**Directive**
Swap "write the coordinates" for "record the coordinates" in the lines starting at the one containing "Place one point on every instance of the man's dark" and ending at the one containing "[(313, 436)]", changing nothing else. Return only those lines.

------ Excerpted records ------

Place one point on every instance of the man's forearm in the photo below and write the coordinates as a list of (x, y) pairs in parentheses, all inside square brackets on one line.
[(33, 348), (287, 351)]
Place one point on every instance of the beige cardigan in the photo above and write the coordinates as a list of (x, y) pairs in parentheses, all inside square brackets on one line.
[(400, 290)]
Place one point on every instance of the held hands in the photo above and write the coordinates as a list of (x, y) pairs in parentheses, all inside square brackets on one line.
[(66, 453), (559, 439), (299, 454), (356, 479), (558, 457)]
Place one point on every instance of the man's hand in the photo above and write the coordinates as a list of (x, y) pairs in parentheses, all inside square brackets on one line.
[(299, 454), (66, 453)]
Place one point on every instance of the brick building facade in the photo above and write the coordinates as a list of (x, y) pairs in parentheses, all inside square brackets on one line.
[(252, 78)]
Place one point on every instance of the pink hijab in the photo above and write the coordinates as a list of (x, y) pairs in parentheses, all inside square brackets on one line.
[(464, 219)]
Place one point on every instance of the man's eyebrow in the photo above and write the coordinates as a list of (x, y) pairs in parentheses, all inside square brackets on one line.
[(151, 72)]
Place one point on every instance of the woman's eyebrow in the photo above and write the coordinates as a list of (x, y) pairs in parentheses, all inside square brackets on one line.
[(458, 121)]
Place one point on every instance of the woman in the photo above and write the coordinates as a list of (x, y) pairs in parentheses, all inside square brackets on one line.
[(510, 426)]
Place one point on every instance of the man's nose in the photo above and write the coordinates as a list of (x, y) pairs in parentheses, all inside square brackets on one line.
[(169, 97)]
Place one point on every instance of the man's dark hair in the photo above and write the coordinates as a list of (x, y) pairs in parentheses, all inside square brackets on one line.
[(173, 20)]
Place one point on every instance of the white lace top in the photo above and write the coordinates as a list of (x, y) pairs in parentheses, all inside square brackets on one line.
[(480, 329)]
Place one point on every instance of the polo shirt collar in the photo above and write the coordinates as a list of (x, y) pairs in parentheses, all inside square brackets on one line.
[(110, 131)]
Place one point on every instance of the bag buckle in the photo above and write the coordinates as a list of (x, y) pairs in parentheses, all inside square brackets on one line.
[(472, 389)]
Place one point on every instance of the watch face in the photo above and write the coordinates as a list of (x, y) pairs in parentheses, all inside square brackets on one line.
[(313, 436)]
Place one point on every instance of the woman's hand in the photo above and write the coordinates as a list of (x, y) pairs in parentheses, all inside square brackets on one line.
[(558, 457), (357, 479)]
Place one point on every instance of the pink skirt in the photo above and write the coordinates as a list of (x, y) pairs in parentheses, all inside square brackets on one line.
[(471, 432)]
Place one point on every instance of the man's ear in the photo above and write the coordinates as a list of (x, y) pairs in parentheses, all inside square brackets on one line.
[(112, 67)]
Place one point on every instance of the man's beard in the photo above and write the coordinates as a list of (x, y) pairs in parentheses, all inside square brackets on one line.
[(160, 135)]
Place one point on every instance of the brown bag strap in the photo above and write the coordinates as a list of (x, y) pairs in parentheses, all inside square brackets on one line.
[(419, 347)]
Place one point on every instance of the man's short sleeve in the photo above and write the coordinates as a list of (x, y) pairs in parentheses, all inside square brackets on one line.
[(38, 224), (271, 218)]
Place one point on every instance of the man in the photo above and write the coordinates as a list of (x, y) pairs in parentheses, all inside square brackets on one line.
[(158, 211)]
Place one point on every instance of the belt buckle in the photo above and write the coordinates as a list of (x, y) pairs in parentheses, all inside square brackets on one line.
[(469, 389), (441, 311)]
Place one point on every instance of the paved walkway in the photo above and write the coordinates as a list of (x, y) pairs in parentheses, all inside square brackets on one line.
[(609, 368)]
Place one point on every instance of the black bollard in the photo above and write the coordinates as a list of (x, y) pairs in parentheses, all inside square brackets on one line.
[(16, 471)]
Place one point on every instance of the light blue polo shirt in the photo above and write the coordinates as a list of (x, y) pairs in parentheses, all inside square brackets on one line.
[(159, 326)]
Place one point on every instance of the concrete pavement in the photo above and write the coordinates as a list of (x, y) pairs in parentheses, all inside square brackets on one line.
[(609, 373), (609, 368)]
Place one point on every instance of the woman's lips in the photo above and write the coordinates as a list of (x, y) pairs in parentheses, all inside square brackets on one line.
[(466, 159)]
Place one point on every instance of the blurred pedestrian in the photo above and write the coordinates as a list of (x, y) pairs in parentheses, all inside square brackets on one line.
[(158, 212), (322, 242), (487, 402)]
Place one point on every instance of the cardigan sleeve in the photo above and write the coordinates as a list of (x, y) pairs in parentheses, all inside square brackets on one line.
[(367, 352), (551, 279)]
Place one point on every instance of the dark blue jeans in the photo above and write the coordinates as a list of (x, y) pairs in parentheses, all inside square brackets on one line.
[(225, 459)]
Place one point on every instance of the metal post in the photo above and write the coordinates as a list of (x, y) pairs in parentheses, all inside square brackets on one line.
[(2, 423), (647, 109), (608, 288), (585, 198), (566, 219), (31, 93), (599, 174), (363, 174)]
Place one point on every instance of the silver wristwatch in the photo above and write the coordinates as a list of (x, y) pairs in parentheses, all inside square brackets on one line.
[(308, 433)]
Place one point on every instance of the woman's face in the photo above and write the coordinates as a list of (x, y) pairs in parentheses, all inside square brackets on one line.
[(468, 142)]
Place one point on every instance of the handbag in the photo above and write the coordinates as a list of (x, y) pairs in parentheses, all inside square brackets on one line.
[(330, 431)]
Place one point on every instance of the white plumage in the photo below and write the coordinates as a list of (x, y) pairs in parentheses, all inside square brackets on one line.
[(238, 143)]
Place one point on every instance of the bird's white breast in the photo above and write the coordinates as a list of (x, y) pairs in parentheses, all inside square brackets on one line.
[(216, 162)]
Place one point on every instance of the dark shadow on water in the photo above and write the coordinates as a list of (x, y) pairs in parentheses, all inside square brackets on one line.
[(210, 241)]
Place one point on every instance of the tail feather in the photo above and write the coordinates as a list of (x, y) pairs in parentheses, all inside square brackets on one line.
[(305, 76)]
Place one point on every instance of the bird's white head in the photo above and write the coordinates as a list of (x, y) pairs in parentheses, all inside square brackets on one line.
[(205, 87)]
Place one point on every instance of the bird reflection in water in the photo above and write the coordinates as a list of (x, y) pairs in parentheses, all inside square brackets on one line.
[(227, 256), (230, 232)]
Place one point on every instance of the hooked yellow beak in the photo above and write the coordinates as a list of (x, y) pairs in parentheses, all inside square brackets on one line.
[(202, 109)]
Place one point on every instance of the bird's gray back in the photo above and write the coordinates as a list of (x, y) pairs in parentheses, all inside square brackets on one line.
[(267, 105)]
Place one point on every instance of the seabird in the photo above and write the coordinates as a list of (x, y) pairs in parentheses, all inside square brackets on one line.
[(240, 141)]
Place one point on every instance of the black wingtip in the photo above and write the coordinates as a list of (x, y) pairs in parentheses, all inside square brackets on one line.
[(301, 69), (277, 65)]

------

**Exercise result**
Place one point on every instance of the man's dark hair in the photo above and record the coordinates as a list of (x, y) pairs in parentheses, all inside square brackets on one line.
[(173, 20)]
Place one point on every instance of the white lace top in the photo above and record the coordinates as a list of (x, y) pairs in parentheses, all inside square brackets on one line.
[(480, 329)]
Place one point on every instance of the polo shirt collar in the photo above and record the coordinates as a list of (x, y) pairs in parentheses, all inside square brackets on one line.
[(110, 131)]
Place one point on every instance of the bag buckle in the photo above and record the coordinates as a list of (x, y) pairs in parentheses, all inside square brackets on one line.
[(472, 389)]
Place one point on every instance of the watch face in the photo above and record the coordinates as a list of (x, y) pairs in parentheses, all inside square brackets on one line.
[(313, 436)]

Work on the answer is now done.